◆ Extract provided
※ ※ ※

Folliculogenesis

What is folliculogenesis?

Folliculogenesis is the process of follicle growth and development, beginning with primordial follicles laid down during fetal life, through to the formation of a dominant follicle ready for ovulation. This includes oocyte growth, granulosa and theca cell proliferation, antrum formation, and hormonal regulation.

What is the time span of follicle and oocyte development?

Follicle and oocyte development begins before birth. Primordial germ cells divide mitotically in the fetus, before entering meiosis to form primary oocytes, which can remain arrested in meiosis I for decades (up to 52 years) until ovulation or degeneration (atresia).

What are primordial germ cells (PGCs) and where do they originate?

PGCs are the precursor cells of gametes (sperm or eggs). They originate in the yolk sac of the embryo around week 3 post-conception and migrate to the genital ridge, which later becomes the gonad.

What is the structure of a primordial follicle and its significance?

A primordial follicle consists of a primary oocyte arrested in meiosis I, surrounded by a single layer of flattened granulosa cells and an acellular basal lamina. It represents the ovarian reserve available throughout reproductive life. These are dormant until recruited to grow.

How do granulosa cells and theca cells differ in structure and function?

※ ※ ※

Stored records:
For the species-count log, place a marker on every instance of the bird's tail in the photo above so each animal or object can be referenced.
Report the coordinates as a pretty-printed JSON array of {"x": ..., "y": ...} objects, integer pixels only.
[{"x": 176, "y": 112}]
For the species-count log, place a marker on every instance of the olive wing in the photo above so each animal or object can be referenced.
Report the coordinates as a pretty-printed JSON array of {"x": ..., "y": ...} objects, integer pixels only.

※ ※ ※

◆ Task objective
Can you sum up the folliculogenesis text above in two sentences?

◆ Exercise response
Folliculogenesis is the growth and development of follicles, from primordial follicles laid down during fetal life to a dominant follicle ready for ovulation, and it begins before birth, when primordial germ cells that originate in the embryo's yolk sac migrate to the genital ridge and divide mitotically before entering meiosis to form primary oocytes. These oocytes can remain arrested in meiosis I for decades, and in a primordial follicle each one is surrounded by a single layer of flattened granulosa cells and an acellular basal lamina, forming a dormant ovarian reserve until recruited to grow.